Copy out all of the data exactly as it appears.

[GIVEN INFORMATION start]

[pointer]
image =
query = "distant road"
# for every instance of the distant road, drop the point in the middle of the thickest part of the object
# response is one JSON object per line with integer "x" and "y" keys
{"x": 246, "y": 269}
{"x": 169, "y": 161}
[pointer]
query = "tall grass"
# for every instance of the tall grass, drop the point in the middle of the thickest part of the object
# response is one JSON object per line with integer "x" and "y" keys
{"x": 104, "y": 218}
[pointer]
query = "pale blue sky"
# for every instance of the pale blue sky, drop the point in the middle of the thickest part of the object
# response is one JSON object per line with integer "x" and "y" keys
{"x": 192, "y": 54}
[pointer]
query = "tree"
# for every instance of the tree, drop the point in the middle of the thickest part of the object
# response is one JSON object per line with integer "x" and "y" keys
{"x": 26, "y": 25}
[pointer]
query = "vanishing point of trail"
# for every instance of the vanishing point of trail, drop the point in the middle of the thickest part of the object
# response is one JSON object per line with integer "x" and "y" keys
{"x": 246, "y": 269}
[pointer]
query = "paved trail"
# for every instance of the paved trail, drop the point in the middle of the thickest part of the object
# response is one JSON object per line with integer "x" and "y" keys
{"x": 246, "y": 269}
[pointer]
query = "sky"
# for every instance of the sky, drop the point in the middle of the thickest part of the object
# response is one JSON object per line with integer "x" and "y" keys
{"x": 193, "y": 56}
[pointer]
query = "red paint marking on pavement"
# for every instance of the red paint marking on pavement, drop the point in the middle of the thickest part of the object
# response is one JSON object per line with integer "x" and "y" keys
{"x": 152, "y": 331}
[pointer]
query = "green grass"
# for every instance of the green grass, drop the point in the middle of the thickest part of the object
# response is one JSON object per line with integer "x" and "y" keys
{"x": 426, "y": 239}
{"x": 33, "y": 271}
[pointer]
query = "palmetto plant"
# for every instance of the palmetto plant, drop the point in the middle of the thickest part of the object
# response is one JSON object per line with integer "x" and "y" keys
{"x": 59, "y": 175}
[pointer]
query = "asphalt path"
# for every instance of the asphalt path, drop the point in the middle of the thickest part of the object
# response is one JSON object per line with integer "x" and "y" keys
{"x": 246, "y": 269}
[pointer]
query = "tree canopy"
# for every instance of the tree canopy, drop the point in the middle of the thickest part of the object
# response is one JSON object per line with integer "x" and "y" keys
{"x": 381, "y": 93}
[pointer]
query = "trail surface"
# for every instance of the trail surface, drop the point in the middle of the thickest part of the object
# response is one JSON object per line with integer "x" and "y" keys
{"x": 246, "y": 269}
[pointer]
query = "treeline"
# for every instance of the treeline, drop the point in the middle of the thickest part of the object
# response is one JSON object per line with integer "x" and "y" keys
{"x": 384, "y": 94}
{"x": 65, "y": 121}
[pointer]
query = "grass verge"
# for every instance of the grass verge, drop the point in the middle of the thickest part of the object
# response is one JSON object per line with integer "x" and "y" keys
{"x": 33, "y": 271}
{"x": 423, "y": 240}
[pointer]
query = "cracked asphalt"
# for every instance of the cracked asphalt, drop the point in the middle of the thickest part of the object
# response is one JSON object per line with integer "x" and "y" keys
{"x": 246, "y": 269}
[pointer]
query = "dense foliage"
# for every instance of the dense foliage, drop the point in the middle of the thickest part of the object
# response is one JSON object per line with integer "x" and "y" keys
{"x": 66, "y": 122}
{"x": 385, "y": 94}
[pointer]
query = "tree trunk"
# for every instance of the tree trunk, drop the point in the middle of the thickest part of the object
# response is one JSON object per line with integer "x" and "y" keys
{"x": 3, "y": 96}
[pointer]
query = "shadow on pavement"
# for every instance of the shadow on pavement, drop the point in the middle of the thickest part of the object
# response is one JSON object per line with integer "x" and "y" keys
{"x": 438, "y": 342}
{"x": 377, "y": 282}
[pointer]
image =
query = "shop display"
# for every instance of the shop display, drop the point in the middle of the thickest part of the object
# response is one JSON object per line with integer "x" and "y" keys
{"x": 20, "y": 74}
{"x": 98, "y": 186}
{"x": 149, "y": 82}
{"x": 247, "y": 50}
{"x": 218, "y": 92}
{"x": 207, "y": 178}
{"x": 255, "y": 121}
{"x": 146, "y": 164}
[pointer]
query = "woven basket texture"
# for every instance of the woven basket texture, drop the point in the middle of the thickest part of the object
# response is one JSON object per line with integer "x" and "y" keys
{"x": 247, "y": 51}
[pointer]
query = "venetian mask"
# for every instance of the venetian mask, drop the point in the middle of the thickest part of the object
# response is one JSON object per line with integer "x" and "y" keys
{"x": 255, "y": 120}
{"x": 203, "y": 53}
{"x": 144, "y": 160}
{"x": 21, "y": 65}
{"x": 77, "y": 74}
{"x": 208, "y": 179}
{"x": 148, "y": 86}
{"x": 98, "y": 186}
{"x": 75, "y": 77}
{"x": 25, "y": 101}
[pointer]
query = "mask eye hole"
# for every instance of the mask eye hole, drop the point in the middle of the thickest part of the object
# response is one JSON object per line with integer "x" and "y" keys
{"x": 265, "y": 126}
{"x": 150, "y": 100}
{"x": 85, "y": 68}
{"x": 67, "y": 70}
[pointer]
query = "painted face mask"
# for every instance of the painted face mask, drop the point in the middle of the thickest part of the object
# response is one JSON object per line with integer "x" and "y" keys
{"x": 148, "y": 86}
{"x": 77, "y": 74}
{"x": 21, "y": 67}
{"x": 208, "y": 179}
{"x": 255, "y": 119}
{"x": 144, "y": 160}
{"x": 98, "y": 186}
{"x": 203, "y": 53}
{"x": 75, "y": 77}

[GIVEN INFORMATION end]

• _RESULT FOR THIS EXERCISE_
[pointer]
image =
query = "distant road"
# for every instance of the distant road, drop the point in the middle of the thickest part of the object
# response is one JSON object per line with integer "x" and "y" keys
{"x": 246, "y": 269}
{"x": 169, "y": 161}
[pointer]
query = "tall grass"
# for every instance of the tall grass, drop the point in the middle of the thickest part of the object
# response is one JSON object per line with integer "x" and "y" keys
{"x": 104, "y": 218}
[pointer]
query = "pale blue sky"
# for every instance of the pale blue sky, drop the point in the middle of the thickest part of the object
# response is one JSON object per line with integer "x" and "y" keys
{"x": 192, "y": 54}
[pointer]
query = "tree"
# for every instance of the tree, drop the point in the middle of the thickest part of the object
# response is one JSON object per line with integer "x" and "y" keys
{"x": 26, "y": 25}
[pointer]
query = "vanishing point of trail"
# for every instance of the vanishing point of trail, drop the point in the middle of the thickest part of the object
# response is one JSON object per line with integer "x" and "y" keys
{"x": 246, "y": 269}
[pointer]
query = "paved trail"
# for every instance of the paved trail, drop the point in the middle of the thickest part of the object
# response is one JSON object per line with integer "x" and "y" keys
{"x": 246, "y": 269}
[pointer]
query = "sky"
# for every instance of the sky, drop the point in the middle of the thickest part of the object
# response is one JSON object per line with integer "x" and "y" keys
{"x": 193, "y": 56}
[pointer]
query = "red paint marking on pavement"
# for every instance of the red paint marking on pavement, drop the point in the middle of the thickest part of the object
# response is one JSON object per line with integer "x" and "y" keys
{"x": 152, "y": 331}
[pointer]
query = "green grass"
# for every instance of the green grass, drop the point in the middle of the thickest part of the object
# response is one JSON object per line with integer "x" and "y" keys
{"x": 426, "y": 239}
{"x": 33, "y": 271}
[pointer]
query = "palmetto plant"
# for every instance of the palmetto plant, drop the point in the middle of the thickest part of the object
# response is one JSON object per line with integer "x" and "y" keys
{"x": 59, "y": 175}
[pointer]
query = "asphalt path"
# for every instance of the asphalt path, drop the point in the middle of the thickest part of the object
# response is one JSON object per line with integer "x" and "y" keys
{"x": 246, "y": 269}
[pointer]
query = "tree canopy"
# for every instance of the tree canopy, drop the point in the middle of the thickest part of the object
# response is one JSON object per line with integer "x" and "y" keys
{"x": 381, "y": 93}
[pointer]
query = "trail surface"
# for every instance of the trail surface, drop the point in the middle of the thickest part of the object
# response is one JSON object per line with integer "x" and "y" keys
{"x": 246, "y": 269}
[pointer]
query = "treeline"
# for every instance of the treeline, drop the point in the middle of the thickest part of the object
# response is one JSON object per line with integer "x" and "y" keys
{"x": 384, "y": 94}
{"x": 65, "y": 121}
[pointer]
query = "grass verge"
# for every instance of the grass verge, drop the point in the middle of the thickest part of the object
# response is one JSON object per line with integer "x" and "y" keys
{"x": 33, "y": 271}
{"x": 423, "y": 240}
[pointer]
query = "cracked asphalt"
# for every instance of the cracked asphalt, drop the point in the middle of the thickest part of the object
# response is one JSON object per line with integer "x" and "y" keys
{"x": 246, "y": 269}
[pointer]
query = "dense foliage"
# for every instance of the dense foliage, drop the point in the middle of the thickest part of the object
# response is one JSON object per line with integer "x" and "y" keys
{"x": 66, "y": 122}
{"x": 385, "y": 94}
[pointer]
query = "tree trunk"
# for every instance of the tree trunk, drop the point in the middle of the thickest part of the object
# response is one JSON object per line with integer "x" and "y" keys
{"x": 3, "y": 96}
[pointer]
query = "shadow on pavement"
# for every instance of the shadow on pavement, drop the point in the middle of the thickest part of the object
# response is one JSON object per line with integer "x" and "y" keys
{"x": 438, "y": 342}
{"x": 377, "y": 282}
[pointer]
image =
query = "shop display"
# for every instance of the shop display, drop the point in the middle of the thickest part of the object
# response is one JSON object per line with integer "x" and "y" keys
{"x": 20, "y": 74}
{"x": 98, "y": 186}
{"x": 149, "y": 82}
{"x": 247, "y": 50}
{"x": 218, "y": 92}
{"x": 207, "y": 178}
{"x": 255, "y": 121}
{"x": 146, "y": 164}
[pointer]
query = "woven basket texture"
# for every instance of the woven basket texture, drop the point in the middle of the thickest part of the object
# response is one JSON object per line with integer "x" and "y" keys
{"x": 247, "y": 51}
[pointer]
query = "venetian mask"
# for every instance of the venetian mask, drop the point in the middle of the thickest part of the object
# response is one JSON object per line with integer "x" and "y" keys
{"x": 255, "y": 120}
{"x": 203, "y": 53}
{"x": 144, "y": 160}
{"x": 21, "y": 65}
{"x": 77, "y": 74}
{"x": 208, "y": 179}
{"x": 148, "y": 86}
{"x": 98, "y": 186}
{"x": 75, "y": 77}
{"x": 25, "y": 101}
[pointer]
query = "mask eye hole"
# for every instance of the mask eye hole, drop the point in the middle of the thickest part of the object
# response is one JSON object per line with integer "x" and "y" keys
{"x": 265, "y": 126}
{"x": 150, "y": 100}
{"x": 85, "y": 68}
{"x": 67, "y": 70}
[pointer]
query = "painted face mask"
# for every instance of the painted face mask, drop the point in the middle of the thickest part of the object
# response is one JSON object per line with integer "x" and "y" keys
{"x": 148, "y": 86}
{"x": 77, "y": 74}
{"x": 21, "y": 67}
{"x": 208, "y": 179}
{"x": 255, "y": 119}
{"x": 144, "y": 160}
{"x": 98, "y": 186}
{"x": 203, "y": 53}
{"x": 75, "y": 77}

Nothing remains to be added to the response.